Pointing dataset entries

--- Begin ---

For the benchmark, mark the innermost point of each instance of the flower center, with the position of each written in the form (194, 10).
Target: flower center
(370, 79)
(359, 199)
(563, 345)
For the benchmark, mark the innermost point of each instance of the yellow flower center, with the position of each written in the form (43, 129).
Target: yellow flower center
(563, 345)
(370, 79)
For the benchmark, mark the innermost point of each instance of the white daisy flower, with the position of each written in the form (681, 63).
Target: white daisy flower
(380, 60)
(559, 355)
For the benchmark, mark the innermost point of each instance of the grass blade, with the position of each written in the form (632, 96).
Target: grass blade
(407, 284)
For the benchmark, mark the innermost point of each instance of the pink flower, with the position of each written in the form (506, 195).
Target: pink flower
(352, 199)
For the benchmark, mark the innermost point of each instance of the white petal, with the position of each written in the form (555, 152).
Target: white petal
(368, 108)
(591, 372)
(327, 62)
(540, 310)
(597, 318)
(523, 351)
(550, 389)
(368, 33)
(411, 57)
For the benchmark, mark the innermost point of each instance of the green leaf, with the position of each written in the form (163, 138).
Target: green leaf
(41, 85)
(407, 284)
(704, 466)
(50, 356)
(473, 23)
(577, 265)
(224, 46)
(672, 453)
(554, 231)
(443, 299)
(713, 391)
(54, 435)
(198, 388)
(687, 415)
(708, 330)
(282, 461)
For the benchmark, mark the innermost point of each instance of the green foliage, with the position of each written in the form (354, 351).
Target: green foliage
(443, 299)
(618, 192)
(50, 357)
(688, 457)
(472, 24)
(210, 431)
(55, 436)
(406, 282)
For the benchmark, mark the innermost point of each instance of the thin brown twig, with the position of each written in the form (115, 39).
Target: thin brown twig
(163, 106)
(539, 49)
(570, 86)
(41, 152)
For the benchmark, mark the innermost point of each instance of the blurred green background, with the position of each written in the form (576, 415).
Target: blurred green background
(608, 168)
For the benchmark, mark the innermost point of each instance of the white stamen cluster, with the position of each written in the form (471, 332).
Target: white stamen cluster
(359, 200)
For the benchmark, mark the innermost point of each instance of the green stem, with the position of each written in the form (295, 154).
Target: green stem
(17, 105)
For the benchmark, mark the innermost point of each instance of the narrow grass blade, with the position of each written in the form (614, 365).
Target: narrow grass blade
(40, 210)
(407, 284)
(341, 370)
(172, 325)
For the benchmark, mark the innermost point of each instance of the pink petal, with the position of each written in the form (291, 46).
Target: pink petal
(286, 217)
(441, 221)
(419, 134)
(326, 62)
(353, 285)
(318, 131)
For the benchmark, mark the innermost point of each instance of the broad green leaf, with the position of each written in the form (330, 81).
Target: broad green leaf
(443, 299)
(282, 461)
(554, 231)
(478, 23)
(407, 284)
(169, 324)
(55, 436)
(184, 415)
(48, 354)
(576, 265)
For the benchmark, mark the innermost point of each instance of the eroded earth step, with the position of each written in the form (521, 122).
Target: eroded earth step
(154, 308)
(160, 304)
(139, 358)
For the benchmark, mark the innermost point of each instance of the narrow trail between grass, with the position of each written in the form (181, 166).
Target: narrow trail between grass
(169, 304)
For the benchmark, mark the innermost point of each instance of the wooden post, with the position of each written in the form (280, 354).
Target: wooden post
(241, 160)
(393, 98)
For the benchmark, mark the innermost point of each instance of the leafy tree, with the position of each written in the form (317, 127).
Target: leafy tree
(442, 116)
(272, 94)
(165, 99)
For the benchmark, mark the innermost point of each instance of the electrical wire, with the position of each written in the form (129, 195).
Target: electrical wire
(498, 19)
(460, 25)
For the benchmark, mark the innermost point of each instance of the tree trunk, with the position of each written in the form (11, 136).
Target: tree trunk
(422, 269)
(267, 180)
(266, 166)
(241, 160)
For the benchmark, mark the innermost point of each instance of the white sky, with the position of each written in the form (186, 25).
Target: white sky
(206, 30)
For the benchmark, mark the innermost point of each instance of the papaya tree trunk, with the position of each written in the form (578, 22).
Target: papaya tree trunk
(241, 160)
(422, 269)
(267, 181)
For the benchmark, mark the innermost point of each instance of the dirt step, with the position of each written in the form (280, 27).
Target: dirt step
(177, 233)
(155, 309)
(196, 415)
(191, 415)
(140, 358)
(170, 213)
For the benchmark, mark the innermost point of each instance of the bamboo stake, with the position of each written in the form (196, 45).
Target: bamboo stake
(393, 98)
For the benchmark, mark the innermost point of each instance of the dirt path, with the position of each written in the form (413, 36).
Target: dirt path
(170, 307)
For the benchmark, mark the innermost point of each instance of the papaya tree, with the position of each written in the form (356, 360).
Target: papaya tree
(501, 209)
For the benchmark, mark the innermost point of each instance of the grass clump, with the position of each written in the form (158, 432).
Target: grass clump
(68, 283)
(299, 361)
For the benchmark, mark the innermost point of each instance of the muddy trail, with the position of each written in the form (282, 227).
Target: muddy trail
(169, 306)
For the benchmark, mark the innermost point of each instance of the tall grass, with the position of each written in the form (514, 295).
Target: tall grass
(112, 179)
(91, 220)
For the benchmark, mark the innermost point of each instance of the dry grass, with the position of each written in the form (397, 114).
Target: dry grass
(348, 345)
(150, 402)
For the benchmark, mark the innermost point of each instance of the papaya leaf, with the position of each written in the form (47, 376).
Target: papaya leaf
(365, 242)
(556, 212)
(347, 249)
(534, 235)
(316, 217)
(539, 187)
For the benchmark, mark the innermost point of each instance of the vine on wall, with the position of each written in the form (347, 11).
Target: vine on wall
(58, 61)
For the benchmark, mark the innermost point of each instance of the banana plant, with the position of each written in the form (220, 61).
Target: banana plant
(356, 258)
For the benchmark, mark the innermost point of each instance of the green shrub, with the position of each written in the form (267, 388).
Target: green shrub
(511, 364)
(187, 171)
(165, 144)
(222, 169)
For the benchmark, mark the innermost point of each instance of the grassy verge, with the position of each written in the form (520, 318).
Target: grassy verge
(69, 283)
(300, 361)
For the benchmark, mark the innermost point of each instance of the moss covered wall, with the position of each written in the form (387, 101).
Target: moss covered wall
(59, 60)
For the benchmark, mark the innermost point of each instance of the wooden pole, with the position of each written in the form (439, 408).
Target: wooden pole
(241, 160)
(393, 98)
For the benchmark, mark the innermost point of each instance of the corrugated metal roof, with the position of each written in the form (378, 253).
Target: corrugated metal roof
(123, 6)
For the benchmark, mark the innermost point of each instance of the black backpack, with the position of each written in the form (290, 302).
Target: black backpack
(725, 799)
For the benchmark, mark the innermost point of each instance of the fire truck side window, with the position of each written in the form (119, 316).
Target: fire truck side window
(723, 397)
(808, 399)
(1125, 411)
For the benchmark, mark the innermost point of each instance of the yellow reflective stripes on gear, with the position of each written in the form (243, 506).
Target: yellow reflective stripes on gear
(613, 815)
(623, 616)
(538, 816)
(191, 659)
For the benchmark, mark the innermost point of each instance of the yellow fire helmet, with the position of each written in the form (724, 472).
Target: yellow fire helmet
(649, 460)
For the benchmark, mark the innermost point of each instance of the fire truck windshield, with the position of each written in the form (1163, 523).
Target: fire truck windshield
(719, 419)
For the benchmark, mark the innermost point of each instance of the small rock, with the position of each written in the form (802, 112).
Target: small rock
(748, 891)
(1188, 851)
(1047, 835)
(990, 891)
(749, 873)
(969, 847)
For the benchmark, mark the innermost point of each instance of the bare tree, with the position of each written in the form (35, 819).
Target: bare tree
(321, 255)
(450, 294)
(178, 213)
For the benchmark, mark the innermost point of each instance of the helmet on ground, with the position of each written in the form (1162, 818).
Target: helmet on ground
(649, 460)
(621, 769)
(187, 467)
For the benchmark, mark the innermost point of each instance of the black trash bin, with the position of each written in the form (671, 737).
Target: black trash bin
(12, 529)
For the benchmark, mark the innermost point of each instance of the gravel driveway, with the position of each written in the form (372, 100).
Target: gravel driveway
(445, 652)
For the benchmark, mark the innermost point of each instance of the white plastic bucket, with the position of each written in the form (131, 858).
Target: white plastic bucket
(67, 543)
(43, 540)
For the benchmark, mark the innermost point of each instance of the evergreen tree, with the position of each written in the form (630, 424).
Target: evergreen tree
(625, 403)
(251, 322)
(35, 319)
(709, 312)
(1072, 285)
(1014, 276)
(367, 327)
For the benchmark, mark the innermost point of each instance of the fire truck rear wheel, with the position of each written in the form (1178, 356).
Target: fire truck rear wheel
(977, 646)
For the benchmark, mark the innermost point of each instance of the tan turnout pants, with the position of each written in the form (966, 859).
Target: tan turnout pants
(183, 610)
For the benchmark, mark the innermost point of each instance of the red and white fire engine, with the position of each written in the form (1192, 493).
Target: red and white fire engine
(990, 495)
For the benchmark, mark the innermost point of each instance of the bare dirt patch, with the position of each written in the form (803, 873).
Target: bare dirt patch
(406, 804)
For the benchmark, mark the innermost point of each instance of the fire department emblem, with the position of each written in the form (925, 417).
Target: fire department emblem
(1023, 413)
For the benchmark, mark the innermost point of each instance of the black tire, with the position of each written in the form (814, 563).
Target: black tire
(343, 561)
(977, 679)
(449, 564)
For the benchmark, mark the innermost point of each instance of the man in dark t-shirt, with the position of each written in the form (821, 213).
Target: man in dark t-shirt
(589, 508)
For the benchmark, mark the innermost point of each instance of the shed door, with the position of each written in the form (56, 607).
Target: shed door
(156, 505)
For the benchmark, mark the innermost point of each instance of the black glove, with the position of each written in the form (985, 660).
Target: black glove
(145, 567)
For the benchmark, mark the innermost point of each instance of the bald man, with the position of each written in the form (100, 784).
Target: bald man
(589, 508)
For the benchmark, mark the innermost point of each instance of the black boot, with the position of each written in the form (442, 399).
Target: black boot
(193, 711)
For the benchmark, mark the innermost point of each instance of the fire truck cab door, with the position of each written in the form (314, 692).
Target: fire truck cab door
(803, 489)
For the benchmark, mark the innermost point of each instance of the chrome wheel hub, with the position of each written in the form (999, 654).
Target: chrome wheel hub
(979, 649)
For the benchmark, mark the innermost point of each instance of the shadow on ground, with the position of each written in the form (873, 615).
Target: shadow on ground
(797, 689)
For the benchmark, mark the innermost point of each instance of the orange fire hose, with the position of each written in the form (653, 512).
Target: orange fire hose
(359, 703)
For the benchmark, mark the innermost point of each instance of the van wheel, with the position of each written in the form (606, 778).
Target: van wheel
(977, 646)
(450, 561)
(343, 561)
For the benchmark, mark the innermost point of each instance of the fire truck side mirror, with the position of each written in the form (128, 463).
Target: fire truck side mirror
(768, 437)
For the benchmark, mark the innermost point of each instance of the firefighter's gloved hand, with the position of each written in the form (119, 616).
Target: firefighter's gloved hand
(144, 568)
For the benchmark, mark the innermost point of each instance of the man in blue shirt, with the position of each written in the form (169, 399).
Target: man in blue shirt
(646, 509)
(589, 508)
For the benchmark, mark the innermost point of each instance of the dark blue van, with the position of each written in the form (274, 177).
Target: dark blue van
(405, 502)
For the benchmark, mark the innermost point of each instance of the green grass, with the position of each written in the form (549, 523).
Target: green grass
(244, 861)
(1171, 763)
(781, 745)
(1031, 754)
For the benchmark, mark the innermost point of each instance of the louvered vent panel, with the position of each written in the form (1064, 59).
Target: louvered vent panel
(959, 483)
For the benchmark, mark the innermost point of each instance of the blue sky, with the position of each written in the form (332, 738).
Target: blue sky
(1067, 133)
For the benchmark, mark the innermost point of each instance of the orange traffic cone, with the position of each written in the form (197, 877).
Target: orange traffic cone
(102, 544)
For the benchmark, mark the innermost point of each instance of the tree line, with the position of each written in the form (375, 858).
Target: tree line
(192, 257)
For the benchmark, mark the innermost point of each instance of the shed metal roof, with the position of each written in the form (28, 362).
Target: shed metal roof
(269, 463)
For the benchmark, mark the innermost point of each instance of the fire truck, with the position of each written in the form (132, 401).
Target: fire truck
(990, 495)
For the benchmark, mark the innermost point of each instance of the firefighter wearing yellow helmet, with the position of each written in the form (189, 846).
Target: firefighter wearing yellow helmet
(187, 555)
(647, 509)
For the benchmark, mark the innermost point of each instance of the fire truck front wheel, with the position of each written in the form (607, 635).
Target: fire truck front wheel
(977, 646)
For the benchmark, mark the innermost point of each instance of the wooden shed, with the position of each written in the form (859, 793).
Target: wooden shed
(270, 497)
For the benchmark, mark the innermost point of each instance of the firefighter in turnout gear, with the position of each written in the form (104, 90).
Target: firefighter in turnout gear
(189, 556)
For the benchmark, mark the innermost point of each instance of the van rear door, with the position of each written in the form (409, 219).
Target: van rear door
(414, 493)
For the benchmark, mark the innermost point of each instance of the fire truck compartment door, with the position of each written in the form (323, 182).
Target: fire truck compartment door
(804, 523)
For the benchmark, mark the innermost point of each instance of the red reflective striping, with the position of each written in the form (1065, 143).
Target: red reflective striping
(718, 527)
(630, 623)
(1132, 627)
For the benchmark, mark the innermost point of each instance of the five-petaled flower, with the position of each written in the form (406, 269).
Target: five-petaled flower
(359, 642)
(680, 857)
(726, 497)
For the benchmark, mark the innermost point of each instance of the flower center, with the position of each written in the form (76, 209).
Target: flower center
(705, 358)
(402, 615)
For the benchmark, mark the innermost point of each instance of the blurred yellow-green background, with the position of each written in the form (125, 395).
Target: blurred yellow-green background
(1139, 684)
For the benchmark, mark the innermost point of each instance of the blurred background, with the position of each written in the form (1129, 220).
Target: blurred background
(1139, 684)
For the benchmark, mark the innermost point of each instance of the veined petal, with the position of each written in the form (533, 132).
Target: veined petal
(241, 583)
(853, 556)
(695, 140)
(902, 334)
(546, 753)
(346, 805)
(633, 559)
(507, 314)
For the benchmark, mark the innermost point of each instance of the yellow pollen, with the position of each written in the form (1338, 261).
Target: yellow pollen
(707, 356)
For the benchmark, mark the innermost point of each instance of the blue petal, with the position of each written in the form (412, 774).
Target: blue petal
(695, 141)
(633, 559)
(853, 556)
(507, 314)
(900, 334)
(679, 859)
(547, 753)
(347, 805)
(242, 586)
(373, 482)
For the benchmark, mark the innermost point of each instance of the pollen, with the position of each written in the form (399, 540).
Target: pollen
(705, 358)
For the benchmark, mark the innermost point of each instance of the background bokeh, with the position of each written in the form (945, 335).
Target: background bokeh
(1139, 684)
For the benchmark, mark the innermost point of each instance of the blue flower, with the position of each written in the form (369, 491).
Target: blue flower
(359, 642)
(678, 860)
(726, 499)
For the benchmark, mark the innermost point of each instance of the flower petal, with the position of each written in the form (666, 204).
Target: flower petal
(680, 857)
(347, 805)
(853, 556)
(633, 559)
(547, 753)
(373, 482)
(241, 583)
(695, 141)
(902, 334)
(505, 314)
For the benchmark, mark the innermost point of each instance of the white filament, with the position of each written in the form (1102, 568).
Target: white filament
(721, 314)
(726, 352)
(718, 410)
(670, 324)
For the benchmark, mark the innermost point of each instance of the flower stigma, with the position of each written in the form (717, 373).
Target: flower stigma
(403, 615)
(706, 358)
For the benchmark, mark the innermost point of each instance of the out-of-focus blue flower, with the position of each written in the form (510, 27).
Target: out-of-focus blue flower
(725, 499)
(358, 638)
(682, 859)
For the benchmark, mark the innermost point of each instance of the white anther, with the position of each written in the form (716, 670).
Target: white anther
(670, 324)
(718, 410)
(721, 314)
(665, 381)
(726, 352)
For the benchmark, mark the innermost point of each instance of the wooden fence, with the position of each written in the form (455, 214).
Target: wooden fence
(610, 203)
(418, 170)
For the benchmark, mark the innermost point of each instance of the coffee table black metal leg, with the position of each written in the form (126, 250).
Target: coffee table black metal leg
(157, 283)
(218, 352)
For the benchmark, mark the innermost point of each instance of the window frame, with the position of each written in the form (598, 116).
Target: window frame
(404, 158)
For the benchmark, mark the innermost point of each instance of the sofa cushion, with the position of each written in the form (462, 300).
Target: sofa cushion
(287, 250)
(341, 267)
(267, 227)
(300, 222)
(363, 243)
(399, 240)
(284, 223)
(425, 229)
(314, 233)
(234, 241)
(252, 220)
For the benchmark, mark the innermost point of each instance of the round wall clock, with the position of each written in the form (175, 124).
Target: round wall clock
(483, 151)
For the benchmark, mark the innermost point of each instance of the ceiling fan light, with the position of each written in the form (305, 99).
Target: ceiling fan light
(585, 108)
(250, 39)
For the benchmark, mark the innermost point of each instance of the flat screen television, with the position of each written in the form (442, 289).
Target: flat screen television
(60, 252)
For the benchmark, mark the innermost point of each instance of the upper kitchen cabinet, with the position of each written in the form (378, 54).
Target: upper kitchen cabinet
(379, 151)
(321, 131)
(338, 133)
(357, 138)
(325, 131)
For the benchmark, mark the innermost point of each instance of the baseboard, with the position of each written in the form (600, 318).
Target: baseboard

--- End ---

Reproduce the entries from the line containing "form (305, 99)." through the end of the entries, substituting "center point" for every "innermost point" and leaving everything else unchanged.

For the benchmark, mark the center point of each instance of the ceiling fan light, with the position of each written in the form (305, 99).
Target: ceiling fan light
(585, 108)
(250, 39)
For the benchmark, mark the center point of each instance of the flat screen television, with the position of each written in the form (442, 289).
Target: flat screen television
(60, 252)
For the benchmark, mark the center point of each instance of the upper kitchen cabinet, with the position of each written in the form (378, 54).
Target: upper kitchen cabinet
(379, 151)
(321, 131)
(338, 133)
(357, 138)
(325, 131)
For the benchmark, mark the center point of each instance of the baseboard, with the position of each written in the form (600, 318).
Target: baseboard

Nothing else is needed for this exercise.